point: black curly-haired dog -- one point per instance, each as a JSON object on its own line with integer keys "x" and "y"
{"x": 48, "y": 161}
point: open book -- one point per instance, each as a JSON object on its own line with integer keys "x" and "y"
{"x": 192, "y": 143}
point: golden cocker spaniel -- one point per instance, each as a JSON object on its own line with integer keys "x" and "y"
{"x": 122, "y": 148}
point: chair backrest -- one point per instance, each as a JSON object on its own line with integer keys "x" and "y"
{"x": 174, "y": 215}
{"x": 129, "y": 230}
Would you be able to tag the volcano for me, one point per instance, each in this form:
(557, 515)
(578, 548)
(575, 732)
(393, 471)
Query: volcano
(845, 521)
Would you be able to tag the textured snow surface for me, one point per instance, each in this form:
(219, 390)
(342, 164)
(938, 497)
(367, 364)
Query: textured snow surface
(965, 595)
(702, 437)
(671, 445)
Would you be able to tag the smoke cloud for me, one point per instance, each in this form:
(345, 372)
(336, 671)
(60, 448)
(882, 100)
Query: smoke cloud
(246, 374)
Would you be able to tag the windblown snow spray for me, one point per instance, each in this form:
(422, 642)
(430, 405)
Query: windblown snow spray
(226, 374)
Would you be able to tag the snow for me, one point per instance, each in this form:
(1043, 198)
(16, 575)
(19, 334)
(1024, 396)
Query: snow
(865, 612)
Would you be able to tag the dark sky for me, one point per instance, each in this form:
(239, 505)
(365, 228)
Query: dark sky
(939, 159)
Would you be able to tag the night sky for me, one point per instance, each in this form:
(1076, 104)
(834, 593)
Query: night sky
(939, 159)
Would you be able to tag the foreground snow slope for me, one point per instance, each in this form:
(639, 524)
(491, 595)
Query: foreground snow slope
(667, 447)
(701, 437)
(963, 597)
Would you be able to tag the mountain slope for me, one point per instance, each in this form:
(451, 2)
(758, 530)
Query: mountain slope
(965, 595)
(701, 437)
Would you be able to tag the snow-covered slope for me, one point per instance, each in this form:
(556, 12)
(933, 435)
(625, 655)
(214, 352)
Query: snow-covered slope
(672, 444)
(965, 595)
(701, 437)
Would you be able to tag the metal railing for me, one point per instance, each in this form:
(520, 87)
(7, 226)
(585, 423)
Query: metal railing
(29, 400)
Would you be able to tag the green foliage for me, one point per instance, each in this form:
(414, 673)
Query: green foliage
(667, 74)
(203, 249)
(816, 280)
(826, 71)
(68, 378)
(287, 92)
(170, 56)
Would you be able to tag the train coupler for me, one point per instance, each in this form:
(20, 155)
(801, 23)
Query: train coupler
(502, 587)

→ **TASK DIRECTIONS**: Retype every one of the records above line for line, without changing a single character.

→ **OUTPUT BELOW**:
point: black curly-haired dog -- one point per instance, each as a JSON object on its own line with integer keys "x" and "y"
{"x": 48, "y": 161}
point: open book -- one point per instance, each as a JSON object on its own line with integer keys "x" and "y"
{"x": 192, "y": 143}
point: golden cocker spaniel -- one point per instance, each as a JSON object on its own line with integer keys "x" and "y"
{"x": 122, "y": 148}
point: chair backrest -- one point per instance, each as a JSON object on its own line with integer keys "x" and "y"
{"x": 174, "y": 215}
{"x": 129, "y": 230}
Would you be able to tag the volcano for me, one point per instance, each in this form:
(557, 515)
(578, 548)
(575, 732)
(393, 471)
Query: volcano
(845, 521)
Would you be able to tag the textured snow surface for me, one point per instance, each in this form:
(219, 390)
(342, 164)
(938, 497)
(367, 364)
Query: textured snow surface
(965, 595)
(702, 437)
(671, 445)
Would you be able to tag the smoke cloud for me, one point per instance, each in this form:
(345, 372)
(336, 671)
(60, 448)
(882, 100)
Query: smoke cloud
(246, 374)
Would you be able to tag the windblown snow spray for me, one point per instance, each in this form:
(422, 642)
(430, 405)
Query: windblown snow spray
(226, 374)
Would you be able to tag the snow for me, one point per instance, each in this form:
(1043, 198)
(16, 575)
(19, 334)
(1024, 396)
Query: snow
(865, 612)
Would you be able to tag the dark sky for me, one point per instance, each in this form:
(239, 505)
(365, 228)
Query: dark sky
(939, 159)
Would you be able to tag the night sky for me, one point per instance, each in this form:
(1076, 104)
(834, 593)
Query: night sky
(939, 159)
Would you be able to tag the foreground snow slope for me, one point per instance, each in this form:
(639, 524)
(491, 595)
Query: foreground snow slope
(667, 447)
(701, 437)
(963, 597)
Would you be able to tag the mountain slope for me, one point per instance, each in this form:
(451, 2)
(758, 530)
Query: mountain slope
(965, 595)
(701, 437)
Would you be able to tag the snow-covered slope for me, one point per instance, each in this form:
(556, 12)
(933, 435)
(625, 655)
(214, 352)
Query: snow-covered slope
(672, 444)
(965, 595)
(701, 437)
Would you be able to tag the metal railing for me, one point per instance, each in this form:
(520, 87)
(7, 226)
(585, 423)
Query: metal railing
(29, 400)
Would you be able to tag the green foliage for me, one point per instance, each in this form:
(414, 673)
Query: green foliage
(667, 74)
(203, 249)
(816, 280)
(826, 71)
(68, 378)
(287, 92)
(170, 56)
Would you be able to tag the train coupler for me, one point per instance, each in this form:
(20, 155)
(801, 23)
Query: train coupler
(502, 587)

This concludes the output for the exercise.